Raw data:
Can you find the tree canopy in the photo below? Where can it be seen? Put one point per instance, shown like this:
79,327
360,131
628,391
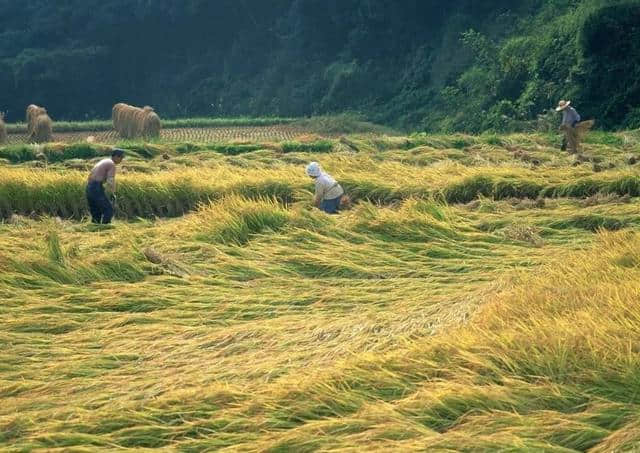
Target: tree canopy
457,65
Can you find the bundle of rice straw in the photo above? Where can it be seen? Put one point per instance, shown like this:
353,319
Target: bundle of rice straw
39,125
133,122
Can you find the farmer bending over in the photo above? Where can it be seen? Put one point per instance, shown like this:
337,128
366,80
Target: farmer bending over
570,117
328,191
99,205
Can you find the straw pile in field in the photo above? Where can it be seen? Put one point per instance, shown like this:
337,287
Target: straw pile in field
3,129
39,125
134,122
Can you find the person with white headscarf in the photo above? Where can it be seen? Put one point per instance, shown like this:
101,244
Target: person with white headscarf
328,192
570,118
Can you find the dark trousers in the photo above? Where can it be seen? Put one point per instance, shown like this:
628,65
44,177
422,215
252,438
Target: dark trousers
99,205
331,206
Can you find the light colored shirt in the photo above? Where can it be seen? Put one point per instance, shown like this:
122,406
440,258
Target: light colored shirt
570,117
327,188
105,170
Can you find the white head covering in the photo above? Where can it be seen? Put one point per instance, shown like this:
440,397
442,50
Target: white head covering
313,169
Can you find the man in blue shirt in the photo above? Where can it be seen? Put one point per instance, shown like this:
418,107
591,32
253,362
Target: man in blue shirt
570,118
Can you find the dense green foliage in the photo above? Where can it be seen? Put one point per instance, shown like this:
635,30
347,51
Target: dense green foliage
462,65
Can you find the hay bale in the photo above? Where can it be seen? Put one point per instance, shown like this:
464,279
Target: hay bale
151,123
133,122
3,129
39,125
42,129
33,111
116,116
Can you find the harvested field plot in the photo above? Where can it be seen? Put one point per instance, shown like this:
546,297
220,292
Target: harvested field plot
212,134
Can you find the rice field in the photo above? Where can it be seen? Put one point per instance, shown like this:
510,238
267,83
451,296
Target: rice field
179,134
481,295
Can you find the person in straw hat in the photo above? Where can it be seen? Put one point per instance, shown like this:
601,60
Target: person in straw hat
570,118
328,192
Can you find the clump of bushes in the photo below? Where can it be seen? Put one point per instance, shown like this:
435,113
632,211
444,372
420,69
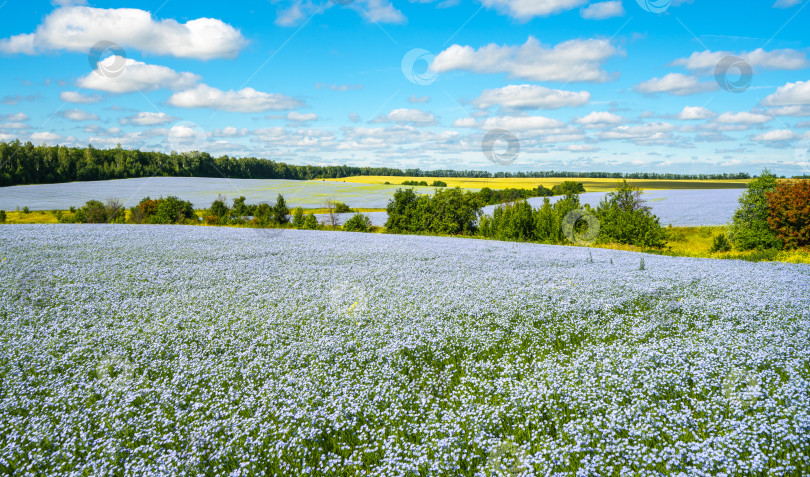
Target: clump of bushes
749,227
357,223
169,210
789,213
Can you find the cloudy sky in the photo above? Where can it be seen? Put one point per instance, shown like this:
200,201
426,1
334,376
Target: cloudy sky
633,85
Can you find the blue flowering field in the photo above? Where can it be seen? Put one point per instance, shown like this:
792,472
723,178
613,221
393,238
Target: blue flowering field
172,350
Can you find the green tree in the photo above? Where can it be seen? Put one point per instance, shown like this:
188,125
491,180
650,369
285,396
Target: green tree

Goal of the exercise: Lines from the one that contains "Can you find the dense" through the last line of the data above are to be extracted exactly, with no pictures and no other lines.

Written reply:
Can you find the dense green foliage in the photo above? Where can it be seen? Put one point per instance, shown like this:
635,30
347,51
Target: dense green foliage
462,65
Can you find the hay bale in the photo above? Where can it be seen? Put one point per instance, shown like this:
464,279
Target: hay bale
151,123
133,122
3,129
39,125
42,129
33,111
116,116
Can you find the harvested field plot in the photo above? Where can it be seen? Put one point per instance, shown like this:
546,297
220,292
Target: harvested field plot
212,134
Can you find the rice field in the photo above? Where can it be seen? Put one point per instance, shown like this:
510,238
267,83
451,296
Target: rice field
179,134
481,295
Can you find the person in straw hat in the photo above? Where can it be seen? Put one point per instance, shown like this:
601,60
Target: person in straw hat
570,118
328,192
Can you find the clump of bushes in the photo below? Where can it be seen? Put one point per instance, shown like this:
435,113
632,211
444,372
420,69
Target: clump of bushes
749,227
357,223
169,210
789,213
Can you find the cloudy sky in the photo above? Where can it be seen? Put one point per instance, shown like this:
200,201
426,1
334,376
Target: cloudy sky
633,85
Can you find the blue flowering field in the photo above? Where can it be seen? Put one point per instance, shown like this:
792,472
723,178
613,221
393,238
Target: blue flowering field
172,350
Can you find the green tree in the photo above? Where can it be seen? Put one point per instance, shown like this:
188,125
491,180
650,369
285,396
Target: green tree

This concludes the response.